%%

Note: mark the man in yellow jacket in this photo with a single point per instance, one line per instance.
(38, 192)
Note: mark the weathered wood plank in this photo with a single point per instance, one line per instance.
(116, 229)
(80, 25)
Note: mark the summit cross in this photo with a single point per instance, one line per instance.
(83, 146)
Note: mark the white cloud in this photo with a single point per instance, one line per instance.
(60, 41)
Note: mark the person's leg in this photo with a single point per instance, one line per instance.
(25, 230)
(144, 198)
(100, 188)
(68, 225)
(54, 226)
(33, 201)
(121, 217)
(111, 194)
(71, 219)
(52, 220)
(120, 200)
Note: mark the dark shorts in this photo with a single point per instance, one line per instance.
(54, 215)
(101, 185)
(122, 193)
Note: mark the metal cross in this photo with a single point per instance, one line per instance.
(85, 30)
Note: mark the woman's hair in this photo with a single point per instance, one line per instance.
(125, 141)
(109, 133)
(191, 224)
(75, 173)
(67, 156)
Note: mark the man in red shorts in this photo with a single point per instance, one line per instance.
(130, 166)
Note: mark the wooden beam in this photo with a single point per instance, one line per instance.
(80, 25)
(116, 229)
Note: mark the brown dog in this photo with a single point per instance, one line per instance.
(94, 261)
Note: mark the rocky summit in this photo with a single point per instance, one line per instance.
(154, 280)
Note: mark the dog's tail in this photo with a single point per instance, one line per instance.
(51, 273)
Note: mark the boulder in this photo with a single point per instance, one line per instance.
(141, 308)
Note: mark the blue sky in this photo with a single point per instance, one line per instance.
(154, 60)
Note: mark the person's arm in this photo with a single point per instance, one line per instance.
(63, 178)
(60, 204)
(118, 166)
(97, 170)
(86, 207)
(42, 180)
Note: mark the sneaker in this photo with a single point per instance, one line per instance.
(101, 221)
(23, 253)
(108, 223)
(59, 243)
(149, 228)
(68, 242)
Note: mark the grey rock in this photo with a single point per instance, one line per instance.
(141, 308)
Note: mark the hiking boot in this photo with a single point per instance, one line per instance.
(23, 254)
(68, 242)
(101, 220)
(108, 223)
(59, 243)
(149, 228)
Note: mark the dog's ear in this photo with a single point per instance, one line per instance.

%%

## Problem details:
Could you repeat every line from the one holding "Note: mark the hiking" through the end of the data, unchanged except with 53 added to each coordinate of the points?

## Solution for this problem:
Note: mark the hiking boot in this photo with a single point per instance, one line per instance.
(76, 307)
(121, 295)
(154, 273)
(161, 276)
(112, 296)
(202, 281)
Note: mark the dog's ear in this photo with a single point per instance, one line per instance.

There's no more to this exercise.